Excerpts of location labeling data:
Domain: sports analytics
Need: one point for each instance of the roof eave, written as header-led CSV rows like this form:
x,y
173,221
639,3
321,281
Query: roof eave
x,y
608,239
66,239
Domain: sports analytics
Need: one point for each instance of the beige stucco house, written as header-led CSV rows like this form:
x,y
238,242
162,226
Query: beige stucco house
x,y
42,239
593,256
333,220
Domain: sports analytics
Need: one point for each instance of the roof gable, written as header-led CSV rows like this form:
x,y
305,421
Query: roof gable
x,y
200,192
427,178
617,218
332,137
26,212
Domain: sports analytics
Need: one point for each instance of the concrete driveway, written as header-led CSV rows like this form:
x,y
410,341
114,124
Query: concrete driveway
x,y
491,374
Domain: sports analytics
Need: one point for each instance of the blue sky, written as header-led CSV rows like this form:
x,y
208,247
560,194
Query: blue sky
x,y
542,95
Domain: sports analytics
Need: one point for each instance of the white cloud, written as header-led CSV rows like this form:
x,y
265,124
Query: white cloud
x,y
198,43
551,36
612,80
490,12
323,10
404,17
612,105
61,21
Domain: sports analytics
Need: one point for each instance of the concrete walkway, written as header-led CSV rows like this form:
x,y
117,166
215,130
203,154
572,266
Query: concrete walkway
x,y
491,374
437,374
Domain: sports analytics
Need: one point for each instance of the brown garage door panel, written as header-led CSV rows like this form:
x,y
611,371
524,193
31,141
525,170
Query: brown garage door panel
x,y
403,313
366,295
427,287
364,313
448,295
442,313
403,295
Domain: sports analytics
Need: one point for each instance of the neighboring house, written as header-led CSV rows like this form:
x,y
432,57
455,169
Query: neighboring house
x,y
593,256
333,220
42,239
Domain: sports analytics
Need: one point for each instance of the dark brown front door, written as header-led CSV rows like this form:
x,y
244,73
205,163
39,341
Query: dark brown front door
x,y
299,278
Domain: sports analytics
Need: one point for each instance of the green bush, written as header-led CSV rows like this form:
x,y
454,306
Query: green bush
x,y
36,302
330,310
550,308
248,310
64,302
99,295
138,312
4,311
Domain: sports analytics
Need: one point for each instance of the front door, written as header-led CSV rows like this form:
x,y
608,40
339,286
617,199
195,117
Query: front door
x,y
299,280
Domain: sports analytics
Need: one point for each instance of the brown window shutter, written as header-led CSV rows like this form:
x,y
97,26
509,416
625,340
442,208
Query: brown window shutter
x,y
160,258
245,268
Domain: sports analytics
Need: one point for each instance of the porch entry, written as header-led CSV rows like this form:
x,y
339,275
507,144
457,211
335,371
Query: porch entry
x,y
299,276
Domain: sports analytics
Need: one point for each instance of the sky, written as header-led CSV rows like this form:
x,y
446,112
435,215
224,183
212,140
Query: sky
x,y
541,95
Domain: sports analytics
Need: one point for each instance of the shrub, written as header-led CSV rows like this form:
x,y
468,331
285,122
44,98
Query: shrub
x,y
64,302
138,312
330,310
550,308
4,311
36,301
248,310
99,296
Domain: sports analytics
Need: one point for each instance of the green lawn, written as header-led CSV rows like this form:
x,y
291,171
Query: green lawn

The exercise: Type out the whole listing above again, exactly as it stands.

Correct answer:
Domain: sports analytics
Need: one point for each instance of the roof eave, written as header-led CSV rows like this form:
x,y
173,221
639,3
321,281
Query: roof eave
x,y
608,239
66,239
Domain: sports analytics
Need: one point for each instance of the beige stucco house, written as header-led CSV rows like this form:
x,y
238,242
162,226
Query: beige stucco house
x,y
42,239
593,256
333,220
Domain: sports analytics
Need: one point for each instance of the roof gable, written as header-led CSV rows like this form:
x,y
305,421
Query: roof gable
x,y
200,192
427,178
617,218
332,137
26,212
Domain: sports analytics
Need: one point for each instance of the concrete driveway, written as header-led CSV rows like this form:
x,y
410,341
114,124
Query: concrete driveway
x,y
491,374
Domain: sports analytics
Need: one point for each instance of the blue sky, written as header-led CSV rows like this form:
x,y
208,247
560,194
Query: blue sky
x,y
542,95
Domain: sports analytics
Need: one point for each instance of the white cloud, written as header-led CSV rows like this form:
x,y
265,124
Query: white cloud
x,y
198,43
551,36
612,80
490,12
323,10
404,17
612,105
61,21
Domain: sports analytics
Need: one point for each instance of the concrete walkway, written as header-led CSV rows like this form:
x,y
117,166
215,130
203,154
572,266
Query: concrete walkway
x,y
491,374
437,374
Domain: sports analytics
Need: one point for each instance of the brown garage door panel, written as header-led CSV rows like this form:
x,y
611,371
524,193
31,141
525,170
Query: brown garage door panel
x,y
403,313
366,295
427,287
364,313
448,295
442,313
403,295
Domain: sports analytics
Need: one point for each instance of the neighboring house, written as header-led CSV rows like this form:
x,y
432,57
455,169
Query: neighboring house
x,y
593,256
333,220
42,239
Domain: sports analytics
Need: one point for each instance of the dark brown front door, written as header-led CSV rows like this form:
x,y
244,73
205,163
39,341
Query: dark brown front door
x,y
299,278
Domain: sports analytics
Need: one point for each instance of the green bush, written as header-led CSV rows like this form:
x,y
454,306
Query: green bush
x,y
36,302
330,310
550,308
248,310
64,302
99,295
138,312
4,311
Domain: sports analytics
Need: one point for each instance of the front door, written as header-led CSV rows like this form:
x,y
608,40
339,286
617,199
195,117
Query: front door
x,y
299,280
Domain: sports analytics
Need: one point for each instance of the brown window shutter, written as header-led CSV rows like this form:
x,y
97,26
509,416
625,340
442,208
Query: brown window shutter
x,y
160,258
245,268
Domain: sports analytics
Need: one point for each instance of the porch entry, written as header-led CSV rows like this form:
x,y
339,275
507,144
457,211
335,371
Query: porch entry
x,y
299,276
Domain: sports analytics
Need: one point for each instance of the sky, written as header-led CSV rows like this form:
x,y
446,112
435,215
224,183
212,140
Query: sky
x,y
541,95
Domain: sports analytics
Need: one point for each instance of the shrub, written as header-led CSV rows like this form:
x,y
468,331
285,122
44,98
Query: shrub
x,y
64,302
138,312
330,310
550,308
4,311
36,301
248,310
99,296
Domain: sports analytics
Need: one point for each instance of the green lawn, written as header-led CSV rows like this form:
x,y
291,171
Query: green lawn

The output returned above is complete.